##### SUPPLIED RECORDS

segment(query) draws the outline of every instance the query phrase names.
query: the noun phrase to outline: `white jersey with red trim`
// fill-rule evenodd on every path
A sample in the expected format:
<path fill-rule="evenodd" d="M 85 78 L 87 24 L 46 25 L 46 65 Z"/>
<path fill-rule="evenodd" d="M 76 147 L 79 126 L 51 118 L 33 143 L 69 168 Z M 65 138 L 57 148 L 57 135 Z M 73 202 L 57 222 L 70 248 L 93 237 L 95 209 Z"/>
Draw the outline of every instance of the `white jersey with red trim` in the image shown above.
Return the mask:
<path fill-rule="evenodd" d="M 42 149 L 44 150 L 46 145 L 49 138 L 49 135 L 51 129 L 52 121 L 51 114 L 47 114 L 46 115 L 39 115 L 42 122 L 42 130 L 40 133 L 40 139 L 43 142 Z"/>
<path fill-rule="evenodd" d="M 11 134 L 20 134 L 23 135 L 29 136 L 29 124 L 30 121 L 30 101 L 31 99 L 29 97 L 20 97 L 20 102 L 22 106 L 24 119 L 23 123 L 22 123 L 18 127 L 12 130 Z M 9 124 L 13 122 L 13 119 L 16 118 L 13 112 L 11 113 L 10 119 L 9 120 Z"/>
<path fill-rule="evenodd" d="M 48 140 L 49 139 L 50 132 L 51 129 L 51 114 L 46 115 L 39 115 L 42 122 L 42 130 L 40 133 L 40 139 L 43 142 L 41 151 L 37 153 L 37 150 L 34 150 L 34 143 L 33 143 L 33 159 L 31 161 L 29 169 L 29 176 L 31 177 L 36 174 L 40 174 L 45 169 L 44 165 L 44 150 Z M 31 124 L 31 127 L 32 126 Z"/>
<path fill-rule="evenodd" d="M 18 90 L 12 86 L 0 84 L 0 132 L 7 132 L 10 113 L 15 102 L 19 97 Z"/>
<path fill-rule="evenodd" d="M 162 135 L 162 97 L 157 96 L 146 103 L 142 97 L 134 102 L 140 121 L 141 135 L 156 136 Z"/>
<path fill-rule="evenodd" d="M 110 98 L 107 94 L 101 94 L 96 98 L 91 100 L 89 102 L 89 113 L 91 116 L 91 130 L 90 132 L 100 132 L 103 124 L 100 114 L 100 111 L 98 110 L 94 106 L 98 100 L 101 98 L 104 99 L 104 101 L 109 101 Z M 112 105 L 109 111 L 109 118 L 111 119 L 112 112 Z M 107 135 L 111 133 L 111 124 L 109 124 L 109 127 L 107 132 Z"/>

##########

#### STATED PROBLEM
Take the listing above and write it out again exactly.

#### FINAL RESULT
segment(query) draws the outline of every instance the query phrase names.
query: the noun phrase to outline: `white jersey with red trim`
// fill-rule evenodd on every path
A sample in the expected format:
<path fill-rule="evenodd" d="M 85 78 L 87 24 L 46 25 L 46 65 Z"/>
<path fill-rule="evenodd" d="M 76 147 L 79 126 L 51 118 L 33 143 L 69 168 Z M 65 138 L 57 148 L 57 135 Z M 73 202 L 57 222 L 70 248 L 93 237 L 95 209 Z"/>
Draw the outline of every instance of the `white jersey with red trim` in the image shown above.
Return the mask:
<path fill-rule="evenodd" d="M 42 149 L 44 150 L 46 145 L 49 138 L 49 135 L 51 129 L 52 121 L 51 114 L 47 114 L 46 115 L 39 115 L 42 122 L 42 130 L 40 133 L 40 139 L 43 142 Z"/>
<path fill-rule="evenodd" d="M 11 134 L 20 134 L 23 135 L 29 136 L 29 124 L 30 121 L 30 101 L 31 99 L 29 97 L 20 97 L 20 102 L 22 106 L 24 119 L 23 123 L 22 123 L 18 127 L 12 130 Z M 9 124 L 13 122 L 13 119 L 16 118 L 13 112 L 11 113 L 10 119 L 9 120 Z"/>
<path fill-rule="evenodd" d="M 48 140 L 49 139 L 50 132 L 51 129 L 51 114 L 46 115 L 39 115 L 42 122 L 42 130 L 40 133 L 40 139 L 43 142 L 41 151 L 37 153 L 37 150 L 34 150 L 34 143 L 33 143 L 33 159 L 31 161 L 29 169 L 29 176 L 31 177 L 36 174 L 40 174 L 45 169 L 44 165 L 44 150 Z M 31 124 L 31 127 L 32 126 Z"/>
<path fill-rule="evenodd" d="M 18 90 L 12 86 L 0 84 L 0 132 L 7 132 L 10 113 L 15 102 L 19 97 Z"/>
<path fill-rule="evenodd" d="M 162 135 L 162 97 L 157 96 L 146 103 L 142 97 L 134 102 L 140 121 L 141 135 L 156 136 Z"/>
<path fill-rule="evenodd" d="M 110 98 L 107 94 L 101 94 L 96 98 L 91 100 L 89 102 L 89 113 L 91 116 L 91 130 L 90 132 L 100 132 L 103 124 L 100 114 L 100 111 L 98 110 L 94 106 L 98 100 L 101 98 L 104 99 L 104 101 L 109 101 Z M 112 105 L 109 111 L 109 118 L 111 119 L 112 112 Z M 107 135 L 111 133 L 111 124 L 109 124 L 109 127 L 107 132 Z"/>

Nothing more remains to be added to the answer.